# Text excerpt

Far from pioneering wide access to orbit, privately funded spaceflight is geared to perpetuate inequities in space and on Earth

The SpaceX Falcon 9 rocket carrying the Inspiration4 crew launches from Pad 39A at NASA's Kennedy Space Center in Cape Canaveral, Florida on September 15, 2021

The SpaceX Falcon 9 rocket carrying the Inspiration4 crew launches from Pad 39A at NASA's Kennedy Space Center in Cape Canaveral, Florida on September 15, 2021.

On September 18 the privately funded spaceflight Inspiration4 splashed down safely in the Atlantic after a successful three days orbiting Earth. Amid breathless press coverage of the event, journalists struggled to find the right words—and not just because the spectacle of spaceflight often defies description. Rather, no one seemed sure of what to call the Inspiration4 crew. Onboard Inspiration4 were four people, none of whom are a professional astronaut in the traditional sense. Whether they’re called “amateur astronauts,” “civilian crew,” “space tourists” or just plain old “astronauts,” though, it seemed like everyone agreed on the takeaway message of Inspiration4: the fact that these four individuals had left Earth on a privately funded flight meant that a new era had begun, one in which “anyone” could go to space. But is that really what the flight of Inspiration4 means?

# Exercise data
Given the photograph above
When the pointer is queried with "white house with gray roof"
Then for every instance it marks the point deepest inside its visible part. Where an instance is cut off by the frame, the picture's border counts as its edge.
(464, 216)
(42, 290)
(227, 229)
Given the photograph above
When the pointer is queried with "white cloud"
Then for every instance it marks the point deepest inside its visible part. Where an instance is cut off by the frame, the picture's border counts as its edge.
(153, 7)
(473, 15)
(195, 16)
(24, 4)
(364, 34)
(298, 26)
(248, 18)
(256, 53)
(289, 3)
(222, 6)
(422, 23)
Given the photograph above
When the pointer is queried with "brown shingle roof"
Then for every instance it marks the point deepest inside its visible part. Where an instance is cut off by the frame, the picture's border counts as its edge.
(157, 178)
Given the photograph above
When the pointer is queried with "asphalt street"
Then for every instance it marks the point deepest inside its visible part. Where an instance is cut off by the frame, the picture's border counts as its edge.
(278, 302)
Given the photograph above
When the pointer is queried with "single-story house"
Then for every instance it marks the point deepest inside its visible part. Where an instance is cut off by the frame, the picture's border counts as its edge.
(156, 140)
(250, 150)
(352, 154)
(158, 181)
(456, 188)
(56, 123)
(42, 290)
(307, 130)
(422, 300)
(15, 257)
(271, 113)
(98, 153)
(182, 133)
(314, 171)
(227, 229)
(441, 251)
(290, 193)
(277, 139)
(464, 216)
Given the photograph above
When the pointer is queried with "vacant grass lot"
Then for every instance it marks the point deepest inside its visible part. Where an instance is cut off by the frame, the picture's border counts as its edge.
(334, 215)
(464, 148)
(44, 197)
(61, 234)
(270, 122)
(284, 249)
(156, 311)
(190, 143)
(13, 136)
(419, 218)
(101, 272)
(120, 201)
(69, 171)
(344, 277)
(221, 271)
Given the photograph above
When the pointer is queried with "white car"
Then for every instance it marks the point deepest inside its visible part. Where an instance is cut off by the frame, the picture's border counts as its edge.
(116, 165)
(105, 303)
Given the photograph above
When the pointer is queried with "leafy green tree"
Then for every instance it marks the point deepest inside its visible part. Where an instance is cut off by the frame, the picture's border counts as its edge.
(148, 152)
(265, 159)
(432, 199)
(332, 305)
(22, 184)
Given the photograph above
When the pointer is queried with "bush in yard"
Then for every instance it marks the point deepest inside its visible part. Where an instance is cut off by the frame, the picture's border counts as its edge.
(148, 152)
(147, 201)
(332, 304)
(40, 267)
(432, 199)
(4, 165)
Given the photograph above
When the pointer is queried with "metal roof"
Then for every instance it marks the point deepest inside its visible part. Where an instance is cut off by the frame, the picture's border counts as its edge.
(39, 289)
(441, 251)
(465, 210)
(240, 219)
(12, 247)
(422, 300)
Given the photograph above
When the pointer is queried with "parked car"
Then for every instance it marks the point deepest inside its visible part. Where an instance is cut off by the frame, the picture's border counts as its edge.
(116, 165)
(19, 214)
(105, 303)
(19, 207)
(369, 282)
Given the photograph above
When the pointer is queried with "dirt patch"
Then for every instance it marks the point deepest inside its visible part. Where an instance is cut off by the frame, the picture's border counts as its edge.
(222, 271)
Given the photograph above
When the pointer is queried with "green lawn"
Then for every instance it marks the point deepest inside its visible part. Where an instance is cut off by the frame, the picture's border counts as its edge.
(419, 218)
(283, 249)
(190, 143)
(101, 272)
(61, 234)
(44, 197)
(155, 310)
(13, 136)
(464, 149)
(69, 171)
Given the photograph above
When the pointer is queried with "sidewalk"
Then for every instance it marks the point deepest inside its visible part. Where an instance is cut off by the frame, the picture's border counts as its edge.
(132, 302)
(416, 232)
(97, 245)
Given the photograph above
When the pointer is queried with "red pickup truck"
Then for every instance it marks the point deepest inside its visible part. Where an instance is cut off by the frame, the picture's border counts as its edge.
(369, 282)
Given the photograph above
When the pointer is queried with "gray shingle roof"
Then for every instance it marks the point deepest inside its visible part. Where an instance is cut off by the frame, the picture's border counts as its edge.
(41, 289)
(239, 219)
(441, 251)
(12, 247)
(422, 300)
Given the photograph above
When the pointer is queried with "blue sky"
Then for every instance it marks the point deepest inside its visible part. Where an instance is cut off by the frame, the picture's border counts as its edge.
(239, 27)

# Problems to solve
1. Can you reproduce the Inspiration4 text word for word, starting with "Far from pioneering" and going on through "September 15, 2021."?
2. Would you take the text on the Inspiration4 flight further, picking up right after its final sentence?
The records are material separate from the text about the Inspiration4 flight.

# Task responses
1.
Far from pioneering wide access to orbit, privately funded spaceflight is geared to perpetuate inequities in space and on Earth

The SpaceX Falcon 9 rocket carrying the Inspiration4 crew launches from Pad 39A at NASA's Kennedy Space Center in Cape Canaveral, Florida on September 15, 2021

The SpaceX Falcon 9 rocket carrying the Inspiration4 crew launches from Pad 39A at NASA's Kennedy Space Center in Cape Canaveral, Florida on September 15, 2021.

2.
The recent rash of billionaire-funded launches has raised the idea that spaceflights that are funded and crewed privately are making space more “accessible.” In the case of Inspiration4 and other recent private spaceflights, it is true that they are providing access to space in the most literal sense of “access”: they have ferried people who are not part of any state astronaut corps to space. But for most people, the word “accessible” doesn’t just mean being able to go somewhere; something being “accessible” suggests that it has become attainable to people for whom it might not have been otherwise, specifically by breaking barriers to their participation.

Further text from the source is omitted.